**EXERCISE 1:**
According to the Ipswich Town season summary, how many points away from the playoffs did the club finish?

**SUPPLIED PASSAGE:**

↓

Ipswich Town
- Chairman: Marcus Evans
- Manager: Jim Magilton (until 22 April) Roy Keane (from 23 April)
- Stadium: Portman Road
- Championship: 9th
- FA Cup: Fourth round
- League Cup: Third round
- Top goalscorer: League: Jon Stead (12) All: Jon Stead (13)
- Highest home attendance: 28,274 (vs. Norwich City, 19 Apr 2009, Championship)
- Lowest home attendance: 10,477 (vs. Leyton Orient, 12 Aug 2008, League Cup)
- Average home league attendance: 20,961
| Home colours | Away colours |
- ← 2007–082009–10 →

= 2008–09 Ipswich Town F.C. season =

During the 2008–09 English football season, Ipswich Town competed in the Football League Championship.

==Season summary==
Ipswich Town had an average season in the Championship, finishing in ninth place, eight points away from the playoffs. Manager Jim Magilton was sacked in April after three seasons in charge of Ipswich and was replaced by former Sunderland boss Roy Keane.

==Kit==
Ipswich Town retained the previous season's home kit, manufactured by English company Mitre, although Marcus Evans became the new kit sponsor. An all-red strip with black trimmings was Town's away kit.

↑

**EXERCISE 2:**
Write out the records from their beginning through the line containing "box: [480, 275, 637, 314]", swapping "pixel-accurate" for "precise" and keeping everything else the same. Leave the pictures out.

**THE INPUT:**
↓

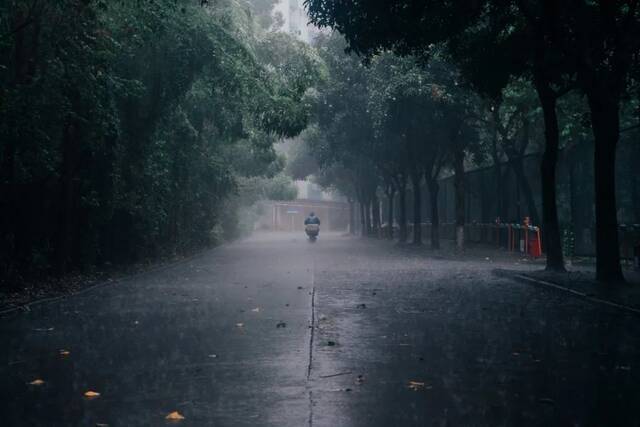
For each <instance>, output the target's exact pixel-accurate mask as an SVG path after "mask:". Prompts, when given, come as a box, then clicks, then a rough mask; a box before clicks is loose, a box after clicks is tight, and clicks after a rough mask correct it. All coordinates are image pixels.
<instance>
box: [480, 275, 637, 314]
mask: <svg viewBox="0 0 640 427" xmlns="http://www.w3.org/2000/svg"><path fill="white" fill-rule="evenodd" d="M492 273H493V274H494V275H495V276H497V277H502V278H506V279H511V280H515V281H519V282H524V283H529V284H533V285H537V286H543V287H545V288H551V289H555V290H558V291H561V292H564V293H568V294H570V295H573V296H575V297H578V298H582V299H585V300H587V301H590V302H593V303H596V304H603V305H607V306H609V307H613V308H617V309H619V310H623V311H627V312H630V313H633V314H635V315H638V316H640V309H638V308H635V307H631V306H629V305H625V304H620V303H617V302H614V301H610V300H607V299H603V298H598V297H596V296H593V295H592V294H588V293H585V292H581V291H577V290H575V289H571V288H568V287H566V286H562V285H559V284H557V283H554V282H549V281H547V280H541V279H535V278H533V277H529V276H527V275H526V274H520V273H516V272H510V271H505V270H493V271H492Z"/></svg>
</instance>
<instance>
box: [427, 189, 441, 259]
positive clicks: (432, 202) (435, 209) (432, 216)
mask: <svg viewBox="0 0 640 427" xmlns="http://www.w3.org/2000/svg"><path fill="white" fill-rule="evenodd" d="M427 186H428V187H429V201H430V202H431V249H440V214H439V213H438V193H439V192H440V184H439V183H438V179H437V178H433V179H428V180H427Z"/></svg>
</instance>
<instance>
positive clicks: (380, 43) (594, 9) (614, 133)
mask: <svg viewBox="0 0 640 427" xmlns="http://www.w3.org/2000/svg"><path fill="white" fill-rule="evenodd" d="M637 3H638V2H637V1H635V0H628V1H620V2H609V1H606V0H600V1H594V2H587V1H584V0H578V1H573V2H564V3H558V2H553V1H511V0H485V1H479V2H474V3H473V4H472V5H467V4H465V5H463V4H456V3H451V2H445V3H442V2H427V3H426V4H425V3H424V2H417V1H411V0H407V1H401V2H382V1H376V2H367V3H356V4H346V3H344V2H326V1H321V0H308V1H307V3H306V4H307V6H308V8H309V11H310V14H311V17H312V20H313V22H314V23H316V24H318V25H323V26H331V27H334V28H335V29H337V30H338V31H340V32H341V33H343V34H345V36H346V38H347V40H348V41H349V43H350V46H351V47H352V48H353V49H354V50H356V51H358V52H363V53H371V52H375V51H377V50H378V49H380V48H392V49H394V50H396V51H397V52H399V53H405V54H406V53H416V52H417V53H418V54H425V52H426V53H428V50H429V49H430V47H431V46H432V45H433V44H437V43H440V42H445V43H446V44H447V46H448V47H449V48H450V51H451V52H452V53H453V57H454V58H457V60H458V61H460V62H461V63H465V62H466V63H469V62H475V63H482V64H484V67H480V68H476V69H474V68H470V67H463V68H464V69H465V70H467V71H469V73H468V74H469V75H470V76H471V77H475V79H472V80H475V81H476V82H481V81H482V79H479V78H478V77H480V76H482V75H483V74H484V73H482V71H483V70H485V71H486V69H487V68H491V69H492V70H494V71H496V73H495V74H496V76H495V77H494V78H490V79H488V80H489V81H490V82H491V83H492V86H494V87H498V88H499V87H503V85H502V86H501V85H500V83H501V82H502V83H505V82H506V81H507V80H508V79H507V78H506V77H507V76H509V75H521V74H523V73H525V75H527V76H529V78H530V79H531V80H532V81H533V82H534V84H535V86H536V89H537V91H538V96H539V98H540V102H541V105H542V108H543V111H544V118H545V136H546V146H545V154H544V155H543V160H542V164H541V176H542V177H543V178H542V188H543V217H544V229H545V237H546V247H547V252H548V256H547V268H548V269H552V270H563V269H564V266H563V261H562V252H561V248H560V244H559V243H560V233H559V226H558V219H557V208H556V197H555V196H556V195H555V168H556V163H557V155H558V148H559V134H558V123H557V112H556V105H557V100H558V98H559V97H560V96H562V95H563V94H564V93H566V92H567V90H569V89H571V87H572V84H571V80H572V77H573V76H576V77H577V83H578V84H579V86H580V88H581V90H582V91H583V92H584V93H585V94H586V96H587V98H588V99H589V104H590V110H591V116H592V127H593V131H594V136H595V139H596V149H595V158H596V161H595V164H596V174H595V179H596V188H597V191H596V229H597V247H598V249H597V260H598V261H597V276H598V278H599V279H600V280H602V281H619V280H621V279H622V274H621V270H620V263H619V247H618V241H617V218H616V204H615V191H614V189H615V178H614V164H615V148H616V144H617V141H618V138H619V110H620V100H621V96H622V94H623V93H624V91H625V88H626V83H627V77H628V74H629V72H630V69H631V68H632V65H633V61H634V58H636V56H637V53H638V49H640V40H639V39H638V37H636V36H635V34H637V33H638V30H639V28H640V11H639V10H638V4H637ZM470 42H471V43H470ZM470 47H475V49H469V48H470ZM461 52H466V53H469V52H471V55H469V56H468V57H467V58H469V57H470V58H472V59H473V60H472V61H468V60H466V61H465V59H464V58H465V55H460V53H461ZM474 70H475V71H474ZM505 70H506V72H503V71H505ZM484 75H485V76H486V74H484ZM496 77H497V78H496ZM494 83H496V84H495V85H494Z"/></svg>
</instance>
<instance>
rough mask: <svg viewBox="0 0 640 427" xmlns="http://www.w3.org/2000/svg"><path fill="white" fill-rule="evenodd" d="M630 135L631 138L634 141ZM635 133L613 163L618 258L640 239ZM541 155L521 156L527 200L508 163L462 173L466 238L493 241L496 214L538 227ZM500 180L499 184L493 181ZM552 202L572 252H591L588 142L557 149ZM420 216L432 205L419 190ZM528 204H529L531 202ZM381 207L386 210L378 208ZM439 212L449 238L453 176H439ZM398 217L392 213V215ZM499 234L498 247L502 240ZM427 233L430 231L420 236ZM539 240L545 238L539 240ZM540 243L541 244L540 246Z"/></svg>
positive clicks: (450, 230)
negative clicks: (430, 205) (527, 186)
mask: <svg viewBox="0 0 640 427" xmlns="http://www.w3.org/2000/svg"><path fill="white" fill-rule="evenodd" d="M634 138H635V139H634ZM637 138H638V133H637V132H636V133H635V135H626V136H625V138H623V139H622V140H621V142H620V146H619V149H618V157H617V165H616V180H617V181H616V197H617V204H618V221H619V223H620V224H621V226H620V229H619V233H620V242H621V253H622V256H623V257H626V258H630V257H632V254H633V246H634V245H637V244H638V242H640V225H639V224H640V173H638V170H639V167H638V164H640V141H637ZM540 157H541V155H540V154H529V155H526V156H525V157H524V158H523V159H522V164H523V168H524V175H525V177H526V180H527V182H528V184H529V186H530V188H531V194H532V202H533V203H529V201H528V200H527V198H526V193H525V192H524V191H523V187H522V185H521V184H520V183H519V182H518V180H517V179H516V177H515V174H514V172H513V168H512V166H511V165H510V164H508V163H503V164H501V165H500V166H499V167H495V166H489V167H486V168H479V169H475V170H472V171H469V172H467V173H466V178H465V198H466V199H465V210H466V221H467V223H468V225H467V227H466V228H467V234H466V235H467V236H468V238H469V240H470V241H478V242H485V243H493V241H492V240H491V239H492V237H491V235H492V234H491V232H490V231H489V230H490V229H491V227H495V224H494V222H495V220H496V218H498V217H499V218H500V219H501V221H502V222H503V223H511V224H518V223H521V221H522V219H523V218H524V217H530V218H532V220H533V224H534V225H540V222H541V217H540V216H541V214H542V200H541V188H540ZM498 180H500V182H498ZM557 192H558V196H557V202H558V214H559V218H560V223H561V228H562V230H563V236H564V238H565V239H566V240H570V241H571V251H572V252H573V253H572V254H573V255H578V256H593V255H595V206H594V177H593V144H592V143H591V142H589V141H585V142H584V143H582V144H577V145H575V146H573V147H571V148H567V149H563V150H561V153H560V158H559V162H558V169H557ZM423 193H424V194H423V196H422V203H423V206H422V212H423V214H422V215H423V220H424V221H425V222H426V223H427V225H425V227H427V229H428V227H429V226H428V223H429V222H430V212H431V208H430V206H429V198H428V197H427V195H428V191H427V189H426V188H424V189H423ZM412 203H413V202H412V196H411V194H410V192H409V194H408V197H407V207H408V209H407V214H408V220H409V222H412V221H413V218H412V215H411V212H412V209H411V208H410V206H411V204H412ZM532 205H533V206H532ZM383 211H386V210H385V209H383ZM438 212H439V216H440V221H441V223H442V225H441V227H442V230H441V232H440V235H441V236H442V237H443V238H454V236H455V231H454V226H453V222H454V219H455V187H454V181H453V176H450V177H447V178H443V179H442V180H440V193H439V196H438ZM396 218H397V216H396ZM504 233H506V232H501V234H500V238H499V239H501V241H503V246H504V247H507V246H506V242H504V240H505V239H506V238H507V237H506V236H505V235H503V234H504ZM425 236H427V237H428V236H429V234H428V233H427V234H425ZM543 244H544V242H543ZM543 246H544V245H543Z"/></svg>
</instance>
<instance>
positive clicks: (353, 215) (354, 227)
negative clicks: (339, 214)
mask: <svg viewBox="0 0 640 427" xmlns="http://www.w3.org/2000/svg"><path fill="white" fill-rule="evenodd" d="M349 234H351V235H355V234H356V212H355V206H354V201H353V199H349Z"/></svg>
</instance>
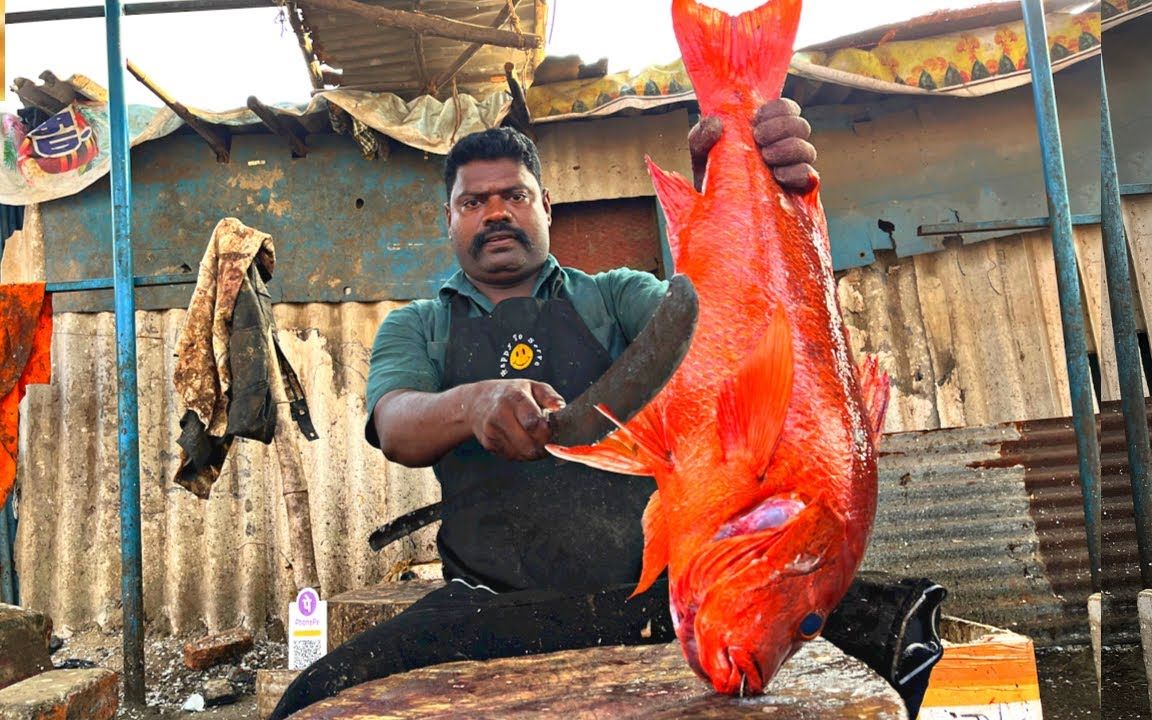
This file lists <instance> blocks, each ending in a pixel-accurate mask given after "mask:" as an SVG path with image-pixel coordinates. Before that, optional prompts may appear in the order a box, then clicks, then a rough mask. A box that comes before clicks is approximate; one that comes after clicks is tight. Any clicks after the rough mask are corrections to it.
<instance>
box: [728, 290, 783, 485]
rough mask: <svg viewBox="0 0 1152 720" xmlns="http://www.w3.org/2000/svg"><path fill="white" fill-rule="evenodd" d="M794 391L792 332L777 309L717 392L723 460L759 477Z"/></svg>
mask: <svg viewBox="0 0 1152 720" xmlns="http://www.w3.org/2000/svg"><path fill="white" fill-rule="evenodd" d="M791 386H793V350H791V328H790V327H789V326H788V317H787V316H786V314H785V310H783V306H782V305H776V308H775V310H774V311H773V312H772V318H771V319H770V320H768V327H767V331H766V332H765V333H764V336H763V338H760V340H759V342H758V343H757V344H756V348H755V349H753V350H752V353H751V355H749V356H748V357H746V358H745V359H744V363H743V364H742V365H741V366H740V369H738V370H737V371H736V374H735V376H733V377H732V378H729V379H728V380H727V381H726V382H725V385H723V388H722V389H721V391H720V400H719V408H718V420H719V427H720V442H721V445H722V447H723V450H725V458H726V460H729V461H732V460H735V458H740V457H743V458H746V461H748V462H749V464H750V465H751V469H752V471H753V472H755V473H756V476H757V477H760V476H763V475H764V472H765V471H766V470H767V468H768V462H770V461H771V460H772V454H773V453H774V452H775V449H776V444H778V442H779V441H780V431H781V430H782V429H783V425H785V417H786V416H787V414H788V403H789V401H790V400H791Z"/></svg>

↑

**WORKED SOLUTION 1:**
Eight points.

**WORKED SOLUTION 2:**
For each <instance>, output the target's exact precise mask as an SVG path after "mask:". Prompts, when given, come as a box, then clicks, then a rough mask; a box before clicks is loose, a box after clicks is tight, and clicks after a rough mask correct it. All coordinates are image pixels.
<instance>
box: [480, 275, 637, 314]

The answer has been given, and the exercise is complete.